**PASSAGE GIVEN:**
▶
Celebrate Sunday Mass with Bishop Strickland - 9.6.20

Join Bishop Strickland for the live Mass.

The Mass in both English Spanish are available below.

Bishop Strickland during a Sunday Mass.

Bishop Strickland during a Sunday Mass.

9/6/2020 (3 years ago)

By Deacon Keith Fournier

English:




Spanish:





Dear Catholic Online Community and Catholic Online School students...

I AM HAPPY TO OFFER EACH OF YOU AN INVITATION TO SUNDAY MASS WITH BISHOP JOSEPH STRICKLAND ON THE TWENTIETH SUNDAY IN ORDINARY TIME.

I know you look forward to hearing Bishop Strickland preach. The response to offering these beautiful liturgies has been overwhelming. I also know that, like me, you are drawn closer to the Lord when he offers the Holy Sacrifice of the Mass. The readings, as always, offer so much for us to reflect on. It is helpful to pray through them and reflect upon them. 

In our first reading, we hear that the Prophet Ezekiel is appointed by the Lord to be a "Watchman", a sentinel, for the House of Israel. The Lord will give His word to the Prophet and he is to deliver it to the people of God. As a Prophet, he is to warn them of the consequences of their disobedience and to call them to repentance in order that they may return to the Lord. 

This prophetic task is now the task of the leaders of the Catholic Church. They are responsible, as was Ezekiel, to guard the full deposit of faith, to address the reality of sin and to call people to repent of it and return to the Lord. That requires them to be fully living the faith and practicing the very words they proclaim. How are they doing?

In the excerpt from Saint Paul's letter to the Romans, in our second reading, the Apostle Paul continues the theme, explaining the role of Church leaders. He, as an apostle, is called to teach the members of the Church to love one another, as Jesus Christ loves us. 

Loving your neighbor as yourself sums up the whole of the Law and the Prophets. In Chapter twelve, the chapter before what we hear this Sunday, he gave them - and gives us - a rich teaching on the New Life in Jesus Christ and the marks of the true Christian. Love sums them all up. 

Jesus made this all very clear in these words from the 34th and 35th verses of the 13th Chapter of the Gospel of St John "A new commandment] I give to you, that you love one another; even as I have loved you, that you also love one another. By this all men will know that you are my disciples, if you have love for one another."  How are we doing?  

The Gospel for Sunday's Holy Mass is taken from Chapter 18 of St Matthew. In the first part of that chapter, Jesus called a child to Himself to answer the disciples' question as to who is the "greatest" in the kingdom. In this passage, Jesus calls all of us to an ever-deepening holiness of life, precisely because we are His disciples. That holiness calls us to live differently, with one another.
◀
**WORK REQUIRED:** Continue the reflection on the Sunday Mass readings above, starting after its final sentence.

**STORED DATA:**
▶
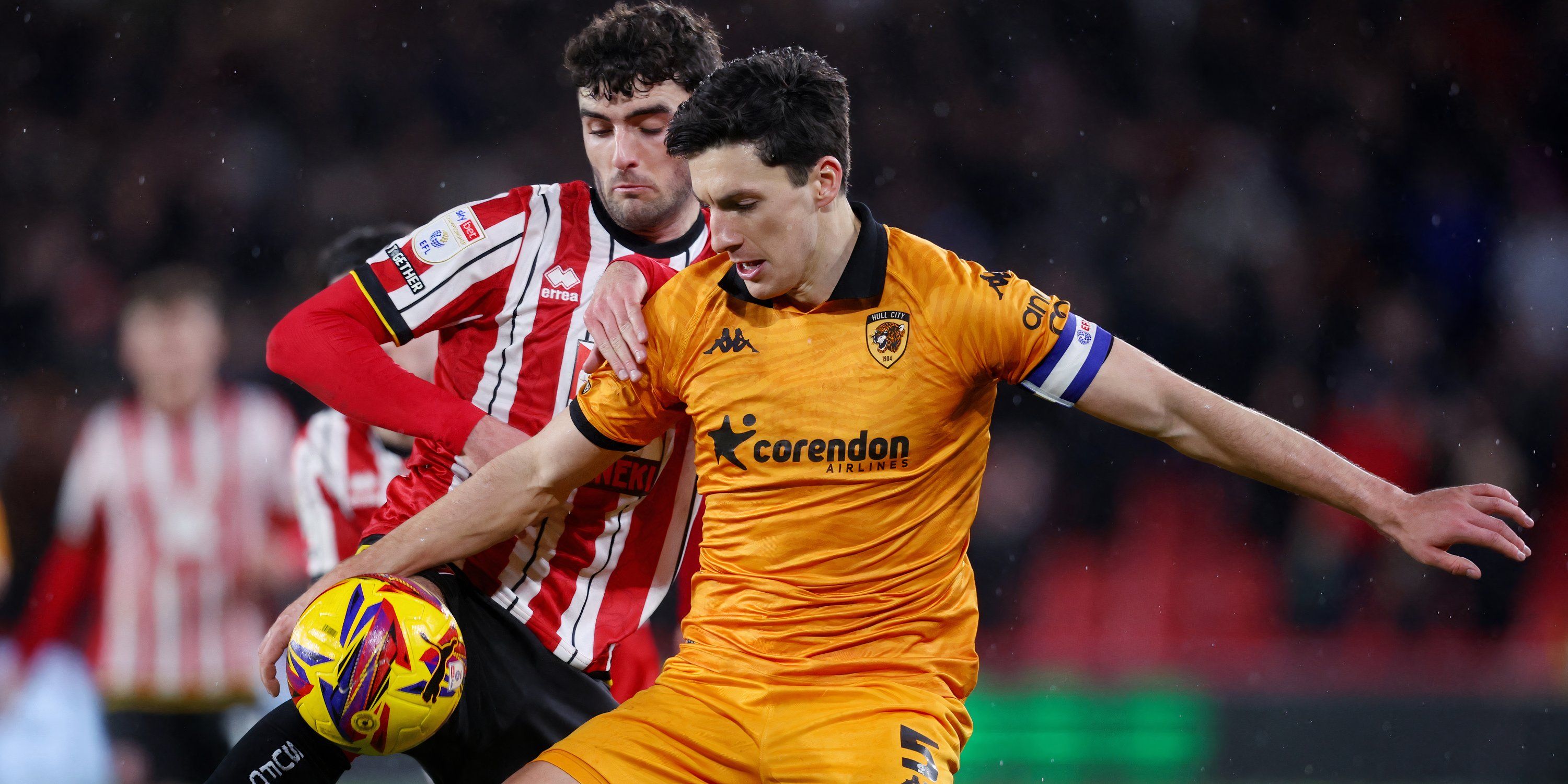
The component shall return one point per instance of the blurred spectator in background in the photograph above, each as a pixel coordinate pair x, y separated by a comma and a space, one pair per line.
167, 524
◀
**FINAL RESULT:**
He is calling us to be reconcilers, eager to resolve our disputes with integrity. In fact, this passage, and others like it, formed the foundation for what became the Canon Law of the Church. Some translations say, "report it to the community". A more accurate translation is "tell it to the church". The Church is the place where we are called to reconcile with one another. 

The early Christians did not bring one another to Civil Courts. They lived a new way, wherein they would seek to resolve disputes with one another right within the Church. Do we live that way? How do we view the Church and our place within it as members of the Mystical Body of Jesus Christ? Do we understand Christianity to be a new way of living?

And, notice in the Gospel, the emphasis is always on fraternal correction in the Church. The goal of all such correction is to help to save a brother or sister who has strayed. The last part of this instruction on how to deal with a brother or sister who has committed an act of wrongdoing is to place them outside of the Church. That was what "treating them like a tax collector or gentile" meant. It referred to excommunication, placing them outside of communion until they repented. Even excommunication that was understood as remedial, intended to lead that brother or sister to repentance and reconciliation. The Catholic Catechism explains in paragraph 1445:

"The words bind and loose mean: whomever you exclude from your communion, will be excluded from communion with God; whomever you receive anew into your communion, God will welcome back into his. Reconciliation with the Church is inseparable from reconciliation with God."

How do we deal with wayward brothers and sisters?

May the Lord bless you, your families, the Church, and the Nations of the world on this Lord's Day.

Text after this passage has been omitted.